Copy exactly the lines of the records below, and only those lines, beginning with the line that contains "positive clicks: (23, 1301) (41, 1299)" and ending with the line that contains "negative clicks: (198, 817) (198, 737)".

## LISTED RECORDS
++++++++

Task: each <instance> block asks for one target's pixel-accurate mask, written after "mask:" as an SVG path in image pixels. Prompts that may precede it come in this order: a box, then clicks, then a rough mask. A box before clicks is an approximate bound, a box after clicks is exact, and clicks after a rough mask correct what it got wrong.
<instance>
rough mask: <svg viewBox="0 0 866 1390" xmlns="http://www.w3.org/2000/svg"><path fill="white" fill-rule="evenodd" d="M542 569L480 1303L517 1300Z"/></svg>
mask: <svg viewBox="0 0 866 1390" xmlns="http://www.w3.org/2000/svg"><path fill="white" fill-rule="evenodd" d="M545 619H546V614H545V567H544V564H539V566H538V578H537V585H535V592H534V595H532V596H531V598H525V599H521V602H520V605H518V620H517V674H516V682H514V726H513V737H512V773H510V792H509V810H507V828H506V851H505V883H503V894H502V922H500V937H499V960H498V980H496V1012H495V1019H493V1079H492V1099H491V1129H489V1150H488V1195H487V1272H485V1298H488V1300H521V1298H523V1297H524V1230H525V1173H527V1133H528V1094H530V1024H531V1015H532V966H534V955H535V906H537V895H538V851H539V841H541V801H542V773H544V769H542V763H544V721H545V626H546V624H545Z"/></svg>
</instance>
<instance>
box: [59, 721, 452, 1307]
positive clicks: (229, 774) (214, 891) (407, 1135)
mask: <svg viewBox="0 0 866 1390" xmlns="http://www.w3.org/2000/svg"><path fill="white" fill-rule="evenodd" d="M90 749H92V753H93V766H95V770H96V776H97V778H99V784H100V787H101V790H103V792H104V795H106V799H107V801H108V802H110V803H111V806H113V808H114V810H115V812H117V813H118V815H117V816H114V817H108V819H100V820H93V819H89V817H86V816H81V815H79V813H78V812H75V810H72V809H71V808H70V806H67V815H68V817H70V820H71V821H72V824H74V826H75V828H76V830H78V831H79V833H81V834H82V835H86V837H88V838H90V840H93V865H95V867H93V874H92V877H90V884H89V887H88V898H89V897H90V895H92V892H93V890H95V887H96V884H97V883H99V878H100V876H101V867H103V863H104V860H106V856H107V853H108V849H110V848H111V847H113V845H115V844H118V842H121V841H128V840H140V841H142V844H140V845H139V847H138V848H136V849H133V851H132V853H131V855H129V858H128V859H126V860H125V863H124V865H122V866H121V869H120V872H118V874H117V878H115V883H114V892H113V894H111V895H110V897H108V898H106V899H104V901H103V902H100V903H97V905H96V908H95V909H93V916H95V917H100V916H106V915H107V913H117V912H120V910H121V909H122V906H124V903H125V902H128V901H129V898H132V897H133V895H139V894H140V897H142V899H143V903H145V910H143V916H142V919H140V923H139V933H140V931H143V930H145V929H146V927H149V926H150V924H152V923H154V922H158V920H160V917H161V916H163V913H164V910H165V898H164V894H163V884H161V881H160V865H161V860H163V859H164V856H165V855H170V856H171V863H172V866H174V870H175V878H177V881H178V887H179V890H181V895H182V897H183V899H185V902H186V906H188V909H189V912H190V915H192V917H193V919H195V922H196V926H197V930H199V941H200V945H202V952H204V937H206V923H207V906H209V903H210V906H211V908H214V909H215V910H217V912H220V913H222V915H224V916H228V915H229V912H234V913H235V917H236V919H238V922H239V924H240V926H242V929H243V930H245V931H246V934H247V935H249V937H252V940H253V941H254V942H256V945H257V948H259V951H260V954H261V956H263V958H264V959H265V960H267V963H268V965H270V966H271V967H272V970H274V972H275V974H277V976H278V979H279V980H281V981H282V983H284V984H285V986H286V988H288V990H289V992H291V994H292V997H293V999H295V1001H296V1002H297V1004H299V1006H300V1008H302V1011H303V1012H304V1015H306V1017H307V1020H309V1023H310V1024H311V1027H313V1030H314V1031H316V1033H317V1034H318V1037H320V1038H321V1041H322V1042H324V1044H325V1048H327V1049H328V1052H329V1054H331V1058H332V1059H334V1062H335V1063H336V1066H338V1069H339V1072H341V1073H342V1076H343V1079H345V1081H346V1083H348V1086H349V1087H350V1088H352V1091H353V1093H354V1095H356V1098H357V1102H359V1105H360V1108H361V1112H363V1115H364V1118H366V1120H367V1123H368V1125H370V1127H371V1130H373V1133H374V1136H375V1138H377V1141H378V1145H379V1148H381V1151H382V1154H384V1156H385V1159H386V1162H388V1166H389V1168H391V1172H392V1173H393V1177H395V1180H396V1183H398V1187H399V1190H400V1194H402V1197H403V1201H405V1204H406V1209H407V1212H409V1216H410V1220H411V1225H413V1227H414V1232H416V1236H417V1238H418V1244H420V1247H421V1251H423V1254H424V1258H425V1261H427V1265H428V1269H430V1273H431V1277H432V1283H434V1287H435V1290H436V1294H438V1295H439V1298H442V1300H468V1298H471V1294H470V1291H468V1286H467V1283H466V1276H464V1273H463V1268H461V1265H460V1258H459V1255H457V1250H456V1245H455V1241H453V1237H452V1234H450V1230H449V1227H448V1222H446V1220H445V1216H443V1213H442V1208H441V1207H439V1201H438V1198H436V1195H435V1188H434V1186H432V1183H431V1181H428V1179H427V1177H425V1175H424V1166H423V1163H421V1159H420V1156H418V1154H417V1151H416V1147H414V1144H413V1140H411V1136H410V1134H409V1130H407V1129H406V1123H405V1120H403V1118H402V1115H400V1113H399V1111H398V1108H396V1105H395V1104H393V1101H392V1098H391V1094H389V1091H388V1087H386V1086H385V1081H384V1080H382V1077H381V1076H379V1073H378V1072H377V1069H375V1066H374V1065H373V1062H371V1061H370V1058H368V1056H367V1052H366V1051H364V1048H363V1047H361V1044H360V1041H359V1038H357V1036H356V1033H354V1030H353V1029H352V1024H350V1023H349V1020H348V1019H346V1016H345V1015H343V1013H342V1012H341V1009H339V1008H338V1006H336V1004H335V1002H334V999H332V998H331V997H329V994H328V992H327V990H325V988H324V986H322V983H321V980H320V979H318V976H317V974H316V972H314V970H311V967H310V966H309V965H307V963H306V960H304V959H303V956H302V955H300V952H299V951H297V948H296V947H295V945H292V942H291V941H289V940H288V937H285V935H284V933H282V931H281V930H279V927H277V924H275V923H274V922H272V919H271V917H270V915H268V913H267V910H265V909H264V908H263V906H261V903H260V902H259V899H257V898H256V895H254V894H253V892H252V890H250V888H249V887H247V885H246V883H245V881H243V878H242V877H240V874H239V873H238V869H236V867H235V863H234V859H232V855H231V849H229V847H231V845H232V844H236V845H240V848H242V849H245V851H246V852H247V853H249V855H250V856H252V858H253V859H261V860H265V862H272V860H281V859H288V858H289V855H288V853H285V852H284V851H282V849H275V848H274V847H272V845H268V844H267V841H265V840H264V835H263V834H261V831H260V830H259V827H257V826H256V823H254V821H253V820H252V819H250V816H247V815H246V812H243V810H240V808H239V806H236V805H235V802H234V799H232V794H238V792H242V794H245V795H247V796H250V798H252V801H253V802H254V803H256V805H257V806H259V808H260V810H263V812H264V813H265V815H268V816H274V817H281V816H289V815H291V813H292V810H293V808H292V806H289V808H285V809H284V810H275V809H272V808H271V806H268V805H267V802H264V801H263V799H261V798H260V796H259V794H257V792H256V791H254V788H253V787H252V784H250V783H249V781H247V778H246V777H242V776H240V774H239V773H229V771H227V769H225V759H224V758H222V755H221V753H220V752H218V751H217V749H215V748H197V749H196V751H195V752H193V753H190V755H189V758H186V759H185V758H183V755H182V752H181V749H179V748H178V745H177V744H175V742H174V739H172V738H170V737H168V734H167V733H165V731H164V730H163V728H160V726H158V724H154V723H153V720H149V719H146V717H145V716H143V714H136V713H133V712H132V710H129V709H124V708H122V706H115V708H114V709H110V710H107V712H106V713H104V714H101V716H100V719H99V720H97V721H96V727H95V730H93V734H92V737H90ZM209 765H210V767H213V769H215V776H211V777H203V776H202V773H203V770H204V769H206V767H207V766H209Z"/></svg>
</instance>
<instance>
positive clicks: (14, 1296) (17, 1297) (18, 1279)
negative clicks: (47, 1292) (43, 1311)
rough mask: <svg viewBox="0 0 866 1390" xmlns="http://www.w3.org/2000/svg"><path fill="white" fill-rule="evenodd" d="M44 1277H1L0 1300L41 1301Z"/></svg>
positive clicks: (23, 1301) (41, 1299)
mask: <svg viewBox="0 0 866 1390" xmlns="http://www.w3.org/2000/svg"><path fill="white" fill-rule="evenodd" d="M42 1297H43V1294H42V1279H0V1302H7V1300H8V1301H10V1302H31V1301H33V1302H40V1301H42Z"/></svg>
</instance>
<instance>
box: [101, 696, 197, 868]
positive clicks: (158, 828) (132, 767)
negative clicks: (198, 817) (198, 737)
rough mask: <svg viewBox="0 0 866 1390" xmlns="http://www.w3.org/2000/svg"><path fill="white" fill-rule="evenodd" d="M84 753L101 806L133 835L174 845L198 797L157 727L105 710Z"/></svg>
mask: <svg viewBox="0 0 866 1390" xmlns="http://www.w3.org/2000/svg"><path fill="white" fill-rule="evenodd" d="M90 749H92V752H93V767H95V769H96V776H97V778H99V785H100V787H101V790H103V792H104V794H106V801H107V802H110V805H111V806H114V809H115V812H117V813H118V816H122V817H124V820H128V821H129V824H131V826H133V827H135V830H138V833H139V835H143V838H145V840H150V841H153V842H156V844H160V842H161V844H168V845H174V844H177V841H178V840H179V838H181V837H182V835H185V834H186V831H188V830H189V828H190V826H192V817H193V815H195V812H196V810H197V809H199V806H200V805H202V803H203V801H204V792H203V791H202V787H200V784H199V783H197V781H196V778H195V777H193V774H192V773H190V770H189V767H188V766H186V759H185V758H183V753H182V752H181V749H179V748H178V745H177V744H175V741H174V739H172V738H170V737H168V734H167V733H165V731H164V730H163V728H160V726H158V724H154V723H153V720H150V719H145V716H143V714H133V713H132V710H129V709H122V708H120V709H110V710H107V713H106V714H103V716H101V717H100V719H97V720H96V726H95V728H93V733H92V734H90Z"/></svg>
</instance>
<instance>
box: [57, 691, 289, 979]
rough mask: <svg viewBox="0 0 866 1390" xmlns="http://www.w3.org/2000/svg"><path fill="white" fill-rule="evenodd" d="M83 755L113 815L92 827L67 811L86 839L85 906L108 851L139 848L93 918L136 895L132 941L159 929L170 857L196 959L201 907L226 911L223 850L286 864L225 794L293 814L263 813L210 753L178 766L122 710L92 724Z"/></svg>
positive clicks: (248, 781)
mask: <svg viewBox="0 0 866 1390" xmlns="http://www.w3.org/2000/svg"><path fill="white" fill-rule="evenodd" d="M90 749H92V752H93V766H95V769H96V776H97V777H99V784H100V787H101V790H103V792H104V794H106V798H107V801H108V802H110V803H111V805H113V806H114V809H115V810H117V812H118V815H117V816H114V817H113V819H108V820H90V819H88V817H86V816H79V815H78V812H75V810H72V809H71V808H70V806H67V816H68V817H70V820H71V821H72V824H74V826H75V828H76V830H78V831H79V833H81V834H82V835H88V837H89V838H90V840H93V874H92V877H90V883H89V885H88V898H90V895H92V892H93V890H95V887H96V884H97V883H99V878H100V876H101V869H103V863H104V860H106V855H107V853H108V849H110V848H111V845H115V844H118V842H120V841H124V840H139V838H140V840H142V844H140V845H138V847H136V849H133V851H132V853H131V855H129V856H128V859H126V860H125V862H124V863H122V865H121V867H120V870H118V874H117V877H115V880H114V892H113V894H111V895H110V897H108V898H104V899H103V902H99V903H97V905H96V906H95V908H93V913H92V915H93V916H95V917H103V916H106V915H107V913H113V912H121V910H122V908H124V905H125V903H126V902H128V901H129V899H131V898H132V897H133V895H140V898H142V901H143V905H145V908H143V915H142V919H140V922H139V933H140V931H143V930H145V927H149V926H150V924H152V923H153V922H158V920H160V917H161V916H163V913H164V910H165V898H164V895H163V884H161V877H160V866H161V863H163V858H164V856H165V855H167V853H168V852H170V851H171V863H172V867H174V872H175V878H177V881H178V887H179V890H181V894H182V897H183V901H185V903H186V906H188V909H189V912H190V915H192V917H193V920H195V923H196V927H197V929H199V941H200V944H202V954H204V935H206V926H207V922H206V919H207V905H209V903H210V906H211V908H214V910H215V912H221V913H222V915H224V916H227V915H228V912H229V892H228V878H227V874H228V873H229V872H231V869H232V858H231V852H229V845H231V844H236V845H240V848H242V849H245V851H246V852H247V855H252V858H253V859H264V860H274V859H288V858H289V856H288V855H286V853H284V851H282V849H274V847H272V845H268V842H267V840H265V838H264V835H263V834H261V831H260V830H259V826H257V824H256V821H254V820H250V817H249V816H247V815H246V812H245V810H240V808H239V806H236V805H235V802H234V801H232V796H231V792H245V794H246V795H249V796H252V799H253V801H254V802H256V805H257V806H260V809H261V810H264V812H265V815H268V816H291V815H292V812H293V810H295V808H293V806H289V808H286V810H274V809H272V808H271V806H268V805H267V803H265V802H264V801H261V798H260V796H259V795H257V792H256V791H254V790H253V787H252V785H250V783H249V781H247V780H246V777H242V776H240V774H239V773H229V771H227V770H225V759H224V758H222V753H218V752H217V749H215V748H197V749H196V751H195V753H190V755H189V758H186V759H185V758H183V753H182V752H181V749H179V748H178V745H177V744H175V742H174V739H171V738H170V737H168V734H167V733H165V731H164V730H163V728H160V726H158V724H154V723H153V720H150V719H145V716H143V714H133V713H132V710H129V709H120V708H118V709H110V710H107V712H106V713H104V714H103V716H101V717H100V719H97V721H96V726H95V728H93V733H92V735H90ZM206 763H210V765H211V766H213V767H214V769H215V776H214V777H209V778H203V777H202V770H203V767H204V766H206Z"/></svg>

++++++++

## ANSWER BELOW
positive clicks: (23, 1301) (41, 1299)
mask: <svg viewBox="0 0 866 1390" xmlns="http://www.w3.org/2000/svg"><path fill="white" fill-rule="evenodd" d="M42 1297H43V1294H42V1279H0V1302H7V1300H8V1301H10V1302H31V1301H33V1302H40V1301H42Z"/></svg>
</instance>
<instance>
box: [101, 696, 197, 868]
positive clicks: (158, 828) (132, 767)
negative clicks: (198, 817) (198, 737)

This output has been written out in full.